- **Given records**
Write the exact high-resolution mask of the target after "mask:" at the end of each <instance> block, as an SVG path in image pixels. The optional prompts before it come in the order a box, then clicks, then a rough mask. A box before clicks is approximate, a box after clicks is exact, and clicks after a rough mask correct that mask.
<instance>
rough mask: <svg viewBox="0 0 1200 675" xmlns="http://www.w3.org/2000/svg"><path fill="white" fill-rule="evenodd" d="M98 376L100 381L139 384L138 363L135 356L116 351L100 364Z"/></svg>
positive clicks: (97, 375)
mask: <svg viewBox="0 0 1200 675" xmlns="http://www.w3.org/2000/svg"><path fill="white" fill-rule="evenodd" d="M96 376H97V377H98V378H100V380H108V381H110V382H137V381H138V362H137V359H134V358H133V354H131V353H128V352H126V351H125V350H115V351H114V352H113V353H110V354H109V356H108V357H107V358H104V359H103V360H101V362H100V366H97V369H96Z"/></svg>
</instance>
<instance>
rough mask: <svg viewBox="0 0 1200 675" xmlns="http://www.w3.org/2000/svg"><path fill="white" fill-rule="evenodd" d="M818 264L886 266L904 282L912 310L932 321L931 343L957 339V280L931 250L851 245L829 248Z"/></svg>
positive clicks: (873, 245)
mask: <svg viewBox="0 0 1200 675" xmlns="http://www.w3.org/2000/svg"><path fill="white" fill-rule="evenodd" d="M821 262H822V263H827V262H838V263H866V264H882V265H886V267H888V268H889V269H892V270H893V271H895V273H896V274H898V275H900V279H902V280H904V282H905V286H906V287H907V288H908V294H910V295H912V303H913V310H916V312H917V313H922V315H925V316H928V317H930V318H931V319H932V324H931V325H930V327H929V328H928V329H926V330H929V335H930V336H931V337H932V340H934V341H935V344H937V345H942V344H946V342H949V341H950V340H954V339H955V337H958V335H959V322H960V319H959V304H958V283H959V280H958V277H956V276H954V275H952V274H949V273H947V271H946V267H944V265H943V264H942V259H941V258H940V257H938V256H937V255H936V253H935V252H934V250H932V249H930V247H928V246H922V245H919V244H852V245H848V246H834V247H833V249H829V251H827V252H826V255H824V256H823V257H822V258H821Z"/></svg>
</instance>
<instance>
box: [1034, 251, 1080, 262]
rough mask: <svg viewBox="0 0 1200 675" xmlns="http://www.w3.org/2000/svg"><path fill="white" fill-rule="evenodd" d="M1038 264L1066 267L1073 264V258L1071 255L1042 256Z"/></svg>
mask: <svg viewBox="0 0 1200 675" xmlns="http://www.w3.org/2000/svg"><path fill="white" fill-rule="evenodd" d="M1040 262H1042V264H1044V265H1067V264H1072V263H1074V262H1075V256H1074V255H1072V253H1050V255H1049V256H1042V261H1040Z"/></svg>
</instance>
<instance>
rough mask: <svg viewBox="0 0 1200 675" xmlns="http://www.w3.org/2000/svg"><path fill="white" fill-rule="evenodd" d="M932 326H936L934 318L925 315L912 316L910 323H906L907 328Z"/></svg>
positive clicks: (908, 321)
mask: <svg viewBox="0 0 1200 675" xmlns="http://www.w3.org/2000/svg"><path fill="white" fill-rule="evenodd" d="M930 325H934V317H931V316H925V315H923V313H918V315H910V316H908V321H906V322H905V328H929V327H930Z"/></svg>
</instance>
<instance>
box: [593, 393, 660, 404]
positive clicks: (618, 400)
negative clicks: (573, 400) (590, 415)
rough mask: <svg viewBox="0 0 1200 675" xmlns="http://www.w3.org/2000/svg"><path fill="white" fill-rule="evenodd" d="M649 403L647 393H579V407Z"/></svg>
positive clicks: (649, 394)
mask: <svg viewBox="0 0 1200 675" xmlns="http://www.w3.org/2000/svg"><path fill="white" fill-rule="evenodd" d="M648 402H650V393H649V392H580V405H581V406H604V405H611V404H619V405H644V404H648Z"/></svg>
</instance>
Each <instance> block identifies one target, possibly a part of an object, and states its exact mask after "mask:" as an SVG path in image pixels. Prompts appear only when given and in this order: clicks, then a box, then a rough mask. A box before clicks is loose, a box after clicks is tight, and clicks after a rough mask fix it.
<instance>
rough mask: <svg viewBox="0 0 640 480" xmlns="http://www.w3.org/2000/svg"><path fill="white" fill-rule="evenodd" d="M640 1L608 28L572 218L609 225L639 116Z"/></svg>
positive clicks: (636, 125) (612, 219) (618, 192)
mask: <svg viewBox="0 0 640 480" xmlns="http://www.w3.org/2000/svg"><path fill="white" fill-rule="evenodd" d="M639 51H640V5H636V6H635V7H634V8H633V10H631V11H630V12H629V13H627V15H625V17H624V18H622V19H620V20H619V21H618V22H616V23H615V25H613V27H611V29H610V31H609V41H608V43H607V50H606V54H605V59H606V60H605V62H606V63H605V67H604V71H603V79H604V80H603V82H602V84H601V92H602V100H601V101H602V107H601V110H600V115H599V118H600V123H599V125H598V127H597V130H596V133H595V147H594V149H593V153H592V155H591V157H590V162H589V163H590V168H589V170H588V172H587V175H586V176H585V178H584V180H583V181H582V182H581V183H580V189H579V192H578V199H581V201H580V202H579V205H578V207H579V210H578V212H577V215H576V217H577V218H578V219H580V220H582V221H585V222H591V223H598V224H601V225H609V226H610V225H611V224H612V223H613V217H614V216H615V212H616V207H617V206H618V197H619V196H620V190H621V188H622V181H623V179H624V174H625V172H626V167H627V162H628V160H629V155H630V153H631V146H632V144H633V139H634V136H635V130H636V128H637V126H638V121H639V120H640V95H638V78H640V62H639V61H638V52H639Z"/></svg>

- **Directions for this task**
Return every line of the listing above that contains the word "target".

- **Response**
Write the exact high-resolution mask of the target after "mask:" at the end of each <instance> block, as an SVG path in image pixels. The optional prompts before it come in the order a box, then clicks, then a rough mask. A box before clicks is approximate, a box after clicks is exact, and clicks after a rough mask correct that mask.
Each <instance> block identifies one target, possibly a part of an object, and states its exact mask after "mask:" as an SVG path in image pixels. Prompts appear only when given and in this order: clicks, then a box, then a rough mask. A box before clicks is loose, a box after clicks is tight, and clicks after a rough mask fix it.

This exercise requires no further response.